What the task asks » Repeat the whole listing exactly as written.

Information »
Segment Open
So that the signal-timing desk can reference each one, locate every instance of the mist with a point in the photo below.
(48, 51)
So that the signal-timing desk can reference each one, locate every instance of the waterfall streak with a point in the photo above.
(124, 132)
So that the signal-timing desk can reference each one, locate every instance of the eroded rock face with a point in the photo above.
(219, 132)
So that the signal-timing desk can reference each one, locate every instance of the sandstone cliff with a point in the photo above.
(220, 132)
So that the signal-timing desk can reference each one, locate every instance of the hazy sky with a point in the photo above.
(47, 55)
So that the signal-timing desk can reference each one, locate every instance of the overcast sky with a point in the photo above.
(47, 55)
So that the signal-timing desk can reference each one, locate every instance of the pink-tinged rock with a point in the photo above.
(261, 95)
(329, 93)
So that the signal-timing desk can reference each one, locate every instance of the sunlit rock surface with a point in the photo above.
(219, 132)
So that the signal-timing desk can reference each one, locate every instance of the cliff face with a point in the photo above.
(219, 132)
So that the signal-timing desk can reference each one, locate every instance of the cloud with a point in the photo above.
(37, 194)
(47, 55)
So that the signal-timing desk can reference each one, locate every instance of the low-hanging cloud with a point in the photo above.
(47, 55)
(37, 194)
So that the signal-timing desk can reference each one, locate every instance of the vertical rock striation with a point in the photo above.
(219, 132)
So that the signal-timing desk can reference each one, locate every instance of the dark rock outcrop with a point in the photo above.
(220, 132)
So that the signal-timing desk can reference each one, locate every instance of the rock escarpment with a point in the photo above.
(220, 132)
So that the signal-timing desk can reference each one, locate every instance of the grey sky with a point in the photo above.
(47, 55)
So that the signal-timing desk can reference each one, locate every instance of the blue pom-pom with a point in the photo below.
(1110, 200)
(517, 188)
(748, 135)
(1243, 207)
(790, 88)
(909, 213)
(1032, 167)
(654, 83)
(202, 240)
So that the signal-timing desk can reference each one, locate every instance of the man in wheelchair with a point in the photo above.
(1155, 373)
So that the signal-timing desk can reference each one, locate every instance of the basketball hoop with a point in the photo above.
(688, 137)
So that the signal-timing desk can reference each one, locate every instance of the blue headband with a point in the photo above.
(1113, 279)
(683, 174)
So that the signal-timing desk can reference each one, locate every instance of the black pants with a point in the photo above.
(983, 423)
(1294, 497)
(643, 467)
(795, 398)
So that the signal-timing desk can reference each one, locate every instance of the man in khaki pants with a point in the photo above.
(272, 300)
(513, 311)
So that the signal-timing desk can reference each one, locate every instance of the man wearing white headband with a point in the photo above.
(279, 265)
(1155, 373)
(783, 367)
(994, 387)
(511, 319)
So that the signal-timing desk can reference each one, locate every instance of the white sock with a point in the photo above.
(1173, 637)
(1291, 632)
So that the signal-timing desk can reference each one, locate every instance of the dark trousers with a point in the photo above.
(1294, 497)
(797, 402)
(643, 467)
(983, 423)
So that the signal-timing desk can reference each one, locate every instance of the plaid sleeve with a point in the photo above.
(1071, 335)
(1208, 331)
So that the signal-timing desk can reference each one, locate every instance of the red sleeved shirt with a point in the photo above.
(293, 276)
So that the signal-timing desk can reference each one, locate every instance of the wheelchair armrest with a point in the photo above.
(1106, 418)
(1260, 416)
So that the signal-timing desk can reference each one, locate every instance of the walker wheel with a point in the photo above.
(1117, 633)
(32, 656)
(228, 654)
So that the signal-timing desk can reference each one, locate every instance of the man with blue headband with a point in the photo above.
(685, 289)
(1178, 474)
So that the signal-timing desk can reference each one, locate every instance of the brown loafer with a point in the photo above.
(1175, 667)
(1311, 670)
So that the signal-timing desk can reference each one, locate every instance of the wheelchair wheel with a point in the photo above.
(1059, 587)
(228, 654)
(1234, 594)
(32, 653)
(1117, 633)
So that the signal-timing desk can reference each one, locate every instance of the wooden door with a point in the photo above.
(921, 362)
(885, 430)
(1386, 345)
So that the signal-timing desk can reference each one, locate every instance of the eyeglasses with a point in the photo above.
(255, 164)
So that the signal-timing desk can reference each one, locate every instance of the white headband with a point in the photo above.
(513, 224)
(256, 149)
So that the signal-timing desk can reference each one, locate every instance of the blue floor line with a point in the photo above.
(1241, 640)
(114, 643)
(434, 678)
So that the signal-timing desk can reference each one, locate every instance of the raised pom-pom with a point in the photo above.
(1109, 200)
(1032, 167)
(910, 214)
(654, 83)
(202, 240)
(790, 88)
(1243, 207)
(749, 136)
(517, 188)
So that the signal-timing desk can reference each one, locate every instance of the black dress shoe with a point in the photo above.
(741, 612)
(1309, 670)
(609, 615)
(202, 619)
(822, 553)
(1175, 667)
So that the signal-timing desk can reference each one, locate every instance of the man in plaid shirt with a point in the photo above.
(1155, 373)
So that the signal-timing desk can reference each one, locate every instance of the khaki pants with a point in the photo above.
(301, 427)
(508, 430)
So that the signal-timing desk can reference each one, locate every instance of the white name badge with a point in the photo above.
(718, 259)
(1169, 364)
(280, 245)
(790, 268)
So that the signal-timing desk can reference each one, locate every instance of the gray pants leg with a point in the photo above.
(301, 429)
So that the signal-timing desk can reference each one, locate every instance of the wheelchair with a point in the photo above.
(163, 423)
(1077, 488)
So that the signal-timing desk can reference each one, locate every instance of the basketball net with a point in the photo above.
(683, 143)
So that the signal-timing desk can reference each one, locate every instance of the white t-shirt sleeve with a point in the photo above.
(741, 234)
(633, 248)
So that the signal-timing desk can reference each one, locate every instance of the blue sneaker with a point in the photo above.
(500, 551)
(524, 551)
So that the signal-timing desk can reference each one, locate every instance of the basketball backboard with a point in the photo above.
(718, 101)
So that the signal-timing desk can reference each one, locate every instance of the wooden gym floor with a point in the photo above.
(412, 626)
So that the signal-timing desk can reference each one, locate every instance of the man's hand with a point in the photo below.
Segment Closed
Answer for this exercise »
So that the signal-timing desk can reference each one, locate every instance of the mist with a point in the photo below.
(48, 51)
So that the signal-timing desk can reference each one, locate every instance of the waterfall streak with a point in the photo above.
(124, 132)
So that the signal-timing desk can reference each one, locate every instance of the eroded rock face with a point in the photo above.
(219, 132)
So that the signal-timing desk can reference each one, locate every instance of the sandstone cliff with a point in the photo above.
(220, 132)
So that the signal-timing desk can reference each one, locate every instance of the hazy sky with a point in the photo above.
(47, 55)
So that the signal-timing desk can reference each one, locate every instance of the overcast sky with a point in the photo above.
(47, 55)
So that the signal-timing desk can reference each one, locate every instance of the pink-tinged rock with a point in the photo above.
(261, 95)
(329, 93)
So that the signal-timing desk can reference each one, locate every instance of the sunlit rock surface with a point in the photo above.
(219, 132)
So that the signal-timing desk can reference each one, locate every instance of the cliff face with a point in the photo above.
(219, 132)
So that the signal-timing desk can reference each one, locate every instance of the cloud with a point in the photo above.
(37, 194)
(47, 55)
So that the signal-timing desk can reference each one, locate every instance of the low-hanging cloud with a point in the photo above.
(47, 55)
(37, 194)
So that the signal-timing desk can reference each one, locate every instance of the vertical rock striation with a point in the photo above.
(219, 132)
So that the signal-timing desk can reference each one, locate every instance of the dark rock outcrop with a point in the photo above.
(220, 132)
So that the signal-timing desk can reference each one, locate every instance of the rock escarpment with a point in the photo above.
(220, 132)
So that the signal-timing desk can reference each one, locate every instance of the grey sky with a point in the photo above.
(47, 55)
So that the signal-timing desk can reference each one, locate every instance of the blue pom-pom with a point in the photo below.
(1110, 200)
(517, 188)
(748, 135)
(1243, 207)
(790, 88)
(909, 213)
(1032, 167)
(654, 83)
(202, 240)
So that the signal-timing desk can reference each one, locate every instance of the man in wheelchair with a point in the photo above.
(1155, 373)
So that the signal-timing desk can reference each one, locate every instance of the basketball hoop with a point in the photo above.
(688, 137)
So that the signal-timing desk can reference each one, locate every instance of the blue headband with a point in the photo above.
(1113, 279)
(683, 174)
So that the signal-timing desk can reference each one, locate every instance of the black pants with a point in the photo above.
(983, 423)
(1294, 497)
(643, 467)
(795, 398)
So that the signal-timing desk can reference each one, locate every instance of the man in khaki pants with a point in the photo above.
(272, 300)
(513, 311)
So that the signal-timing desk can reference each one, locate every instance of the man wearing white headband with a point in the photo above.
(279, 265)
(1155, 373)
(783, 367)
(994, 387)
(511, 319)
So that the signal-timing desk can reference each one, locate every instance of the white sock with a point in the photo above.
(1173, 637)
(1291, 632)
So that the signal-timing desk can reference each one, locate every instance of the dark trousers with a point in the photo above.
(1294, 497)
(797, 402)
(643, 467)
(983, 423)
So that the signal-timing desk can reference each one, locate every instance of the plaid sleeve with a point in the photo above.
(1071, 335)
(1208, 331)
So that the signal-timing desk can reference each one, locate every instance of the red sleeved shirt with a point in the photo above.
(293, 276)
So that the signal-timing desk can reference each one, locate every instance of the wheelchair armrest with a point in the photo above.
(1106, 418)
(1260, 416)
So that the signal-timing desk can reference each one, locate every instance of the walker wheel with a point in the photo above.
(1117, 633)
(32, 656)
(228, 654)
So that the signal-timing desk can reference each one, locate every instance of the man with blue headband with a point in the photo above.
(685, 289)
(1178, 474)
So that the signal-timing desk can reference each one, locate every instance of the brown loafer with a point in the photo above.
(1175, 667)
(1311, 670)
So that the signal-timing desk can reference each one, locate every instance of the wheelchair wheel with a point in the photo above.
(1059, 587)
(228, 654)
(1234, 594)
(32, 653)
(1117, 633)
So that the signal-timing desk can reference each one, locate every instance of the wooden door with a point in the photo above.
(921, 362)
(885, 430)
(1386, 345)
So that the signal-timing desk can reference each one, locate every instance of the eyeglasses with a point in the photo above.
(255, 164)
So that the signal-timing desk can reference each one, locate every instance of the white headband with a point in the photo above.
(513, 224)
(256, 149)
So that the signal-timing desk can reference each one, locate every instance of the blue floor line with a point in the photo above.
(1241, 640)
(114, 643)
(434, 678)
So that the signal-timing desk can reference each one, locate every instance of the raised pom-pom with a point in the photo above.
(1109, 200)
(1032, 167)
(910, 214)
(654, 83)
(202, 240)
(790, 88)
(1243, 207)
(749, 136)
(517, 188)
So that the signal-timing desk can reference each one, locate every instance of the black dress shoe with a point in the photo above.
(741, 612)
(1309, 670)
(609, 615)
(202, 619)
(822, 553)
(1175, 667)
So that the signal-timing desk can reference each one, locate every instance of the man in plaid shirt with a point in the photo above.
(1155, 373)
So that the signal-timing desk can reference each one, locate every instance of the khaki pants with a point in the photo above.
(301, 427)
(508, 430)
So that the signal-timing desk can reference each one, locate every instance of the white name badge with a point in the photo above.
(718, 259)
(1169, 364)
(280, 245)
(790, 268)
So that the signal-timing desk can reference each one, locate every instance of the gray pants leg with a point in the photo above.
(301, 429)
So that the signal-timing desk can reference each one, locate every instance of the wheelchair with a point in the photo above.
(163, 423)
(1077, 488)
So that the signal-timing desk can reference each one, locate every instance of the basketball net with a point in the photo above.
(683, 143)
So that the signal-timing desk can reference each one, locate every instance of the white t-shirt sleeve with a point in the photo above.
(741, 234)
(633, 248)
So that the signal-timing desk can reference each one, locate every instance of the blue sneaker with a point in the photo above.
(500, 551)
(524, 551)
So that the signal-timing desk can reference each one, locate every instance of the basketball backboard with a point in the photo above.
(718, 101)
So that the signal-timing desk can reference each one, locate every instance of the wooden gym floor with a point in the photo above.
(412, 626)
So that the signal-timing desk can reference each one, locate every instance of the man's hand with a point in the photo below.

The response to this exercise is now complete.